_RECORDS_
start
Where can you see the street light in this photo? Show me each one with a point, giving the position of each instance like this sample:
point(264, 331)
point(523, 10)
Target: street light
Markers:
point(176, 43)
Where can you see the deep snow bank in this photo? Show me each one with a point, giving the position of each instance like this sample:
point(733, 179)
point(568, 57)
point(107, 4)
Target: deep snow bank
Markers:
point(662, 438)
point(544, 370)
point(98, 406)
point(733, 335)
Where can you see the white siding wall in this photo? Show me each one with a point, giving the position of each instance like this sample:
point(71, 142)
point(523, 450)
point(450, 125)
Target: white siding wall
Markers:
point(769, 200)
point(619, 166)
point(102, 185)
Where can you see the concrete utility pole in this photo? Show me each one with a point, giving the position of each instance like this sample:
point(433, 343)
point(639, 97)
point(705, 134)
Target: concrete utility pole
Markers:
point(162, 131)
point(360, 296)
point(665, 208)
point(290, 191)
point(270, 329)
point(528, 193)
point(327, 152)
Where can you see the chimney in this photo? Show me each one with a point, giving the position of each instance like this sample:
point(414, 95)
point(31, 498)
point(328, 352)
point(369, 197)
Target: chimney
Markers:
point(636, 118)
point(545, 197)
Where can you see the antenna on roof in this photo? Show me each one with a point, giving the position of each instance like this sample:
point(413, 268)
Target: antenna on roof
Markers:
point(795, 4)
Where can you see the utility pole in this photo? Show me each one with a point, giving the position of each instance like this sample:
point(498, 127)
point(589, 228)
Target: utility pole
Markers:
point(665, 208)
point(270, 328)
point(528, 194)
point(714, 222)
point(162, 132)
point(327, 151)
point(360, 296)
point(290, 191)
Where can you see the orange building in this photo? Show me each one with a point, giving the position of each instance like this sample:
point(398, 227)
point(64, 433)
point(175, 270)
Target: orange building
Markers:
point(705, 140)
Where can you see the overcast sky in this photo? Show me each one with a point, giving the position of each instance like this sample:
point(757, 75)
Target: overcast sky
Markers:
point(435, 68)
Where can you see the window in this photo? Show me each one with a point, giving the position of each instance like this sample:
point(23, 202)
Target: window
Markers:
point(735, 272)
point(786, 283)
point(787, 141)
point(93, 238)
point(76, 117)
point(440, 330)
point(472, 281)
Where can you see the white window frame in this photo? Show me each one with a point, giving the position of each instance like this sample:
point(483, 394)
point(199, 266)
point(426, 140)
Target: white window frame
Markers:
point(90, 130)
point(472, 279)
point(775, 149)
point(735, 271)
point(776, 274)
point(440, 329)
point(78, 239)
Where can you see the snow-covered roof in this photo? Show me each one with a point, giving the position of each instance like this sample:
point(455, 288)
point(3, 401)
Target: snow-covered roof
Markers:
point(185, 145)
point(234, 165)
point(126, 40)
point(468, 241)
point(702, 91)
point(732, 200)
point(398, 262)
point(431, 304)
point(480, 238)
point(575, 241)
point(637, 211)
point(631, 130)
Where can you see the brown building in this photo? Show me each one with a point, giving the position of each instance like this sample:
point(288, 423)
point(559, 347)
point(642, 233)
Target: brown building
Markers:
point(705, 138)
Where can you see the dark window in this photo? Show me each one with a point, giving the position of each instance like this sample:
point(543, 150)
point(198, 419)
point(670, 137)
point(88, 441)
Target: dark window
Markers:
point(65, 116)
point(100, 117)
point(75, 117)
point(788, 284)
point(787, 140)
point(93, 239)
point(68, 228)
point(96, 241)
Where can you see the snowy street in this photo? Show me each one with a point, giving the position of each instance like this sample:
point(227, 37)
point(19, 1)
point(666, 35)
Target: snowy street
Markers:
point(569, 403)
end
_GOAL_
Quote all of the records above line for line, with no changes.

_COMPLETE ANSWER_
Where can you see the street light in this photo? Show me each one with a point, giving the position of each instance like this sample:
point(264, 331)
point(523, 10)
Target: street light
Markers:
point(176, 43)
Where can you see the deep snow bank in this photo? Show me each one with a point, giving the position of each instance like this sample:
point(733, 179)
point(568, 57)
point(107, 4)
Target: deep snow bank
Markers:
point(662, 438)
point(544, 370)
point(98, 406)
point(733, 335)
Where can you see the white siding wall in this photo? Show me each one with a point, giving the position of each instance like this sample:
point(71, 142)
point(523, 450)
point(450, 125)
Target: white siding wall
Markers:
point(769, 200)
point(619, 166)
point(102, 185)
Where can you see the concrete utility pole in this photo? Show me each one with a point, giving the position of each instance like this sample:
point(433, 343)
point(639, 97)
point(705, 134)
Target: concrete utility pole
Markers:
point(162, 131)
point(360, 296)
point(665, 208)
point(290, 191)
point(270, 329)
point(528, 193)
point(327, 152)
Where can you see the chimney in this photo? Show me each one with a point, giving the position of each instance like this sample:
point(414, 95)
point(31, 498)
point(328, 352)
point(369, 197)
Target: chimney
Markers:
point(636, 118)
point(545, 197)
Where can you see the antenna on roof in this photo? Show me each one with a point, giving the position of each instance like this sample:
point(413, 268)
Target: antenna on roof
Markers:
point(795, 4)
Where can you see the utility pole in this photo? Show me each one with a point, giving the position of each instance like this sample:
point(498, 127)
point(589, 228)
Target: utility pole
Markers:
point(665, 208)
point(270, 328)
point(528, 194)
point(714, 222)
point(162, 132)
point(327, 151)
point(360, 296)
point(290, 191)
Where can you see the orange building in this photo? Show me each one with a point, giving the position of each instance like this sample:
point(398, 227)
point(64, 433)
point(175, 270)
Target: orange building
Markers:
point(705, 140)
Where can you see the overcast sky in this photo? Show me each one with a point, giving the position of each instance like this sample:
point(757, 75)
Target: overcast sky
Markers:
point(435, 68)
Where can you see the window in this photo? Show me each one with a point, giving the position of each instance like this sample:
point(23, 202)
Target: window
Markers:
point(735, 272)
point(786, 283)
point(787, 141)
point(93, 238)
point(76, 117)
point(440, 330)
point(472, 281)
Where can you see the white window frame in this photo? Show me each one with a point, giving the position of each instance like this sample:
point(483, 394)
point(199, 266)
point(426, 140)
Target: white window frame
Markers:
point(90, 130)
point(472, 279)
point(775, 149)
point(735, 271)
point(776, 274)
point(440, 329)
point(78, 239)
Where can you see the snow-covered roof in this photo? Show me each one with a point, giving the position of each instance like this sample:
point(455, 288)
point(3, 401)
Target: snow-covered roof
Markers:
point(185, 145)
point(234, 165)
point(126, 40)
point(468, 241)
point(702, 91)
point(732, 200)
point(398, 262)
point(431, 304)
point(480, 238)
point(575, 241)
point(637, 211)
point(631, 130)
Where can you see the brown building in this photo? Show me each one with a point, giving the position of each instance like this sample:
point(288, 423)
point(559, 347)
point(642, 233)
Target: brown building
Markers:
point(705, 138)
Where can you see the dark window in this photo? Show me each one with a point, giving the position of each instance like this sample:
point(543, 150)
point(198, 419)
point(670, 137)
point(88, 441)
Target: dark window
Markers:
point(65, 116)
point(100, 117)
point(75, 117)
point(788, 284)
point(787, 140)
point(93, 239)
point(68, 228)
point(96, 241)
Where can you see the snowy street in this photo? Show me each one with a point, giving the position of each instance like this sample:
point(227, 37)
point(19, 1)
point(666, 35)
Target: snowy street
Markers:
point(569, 403)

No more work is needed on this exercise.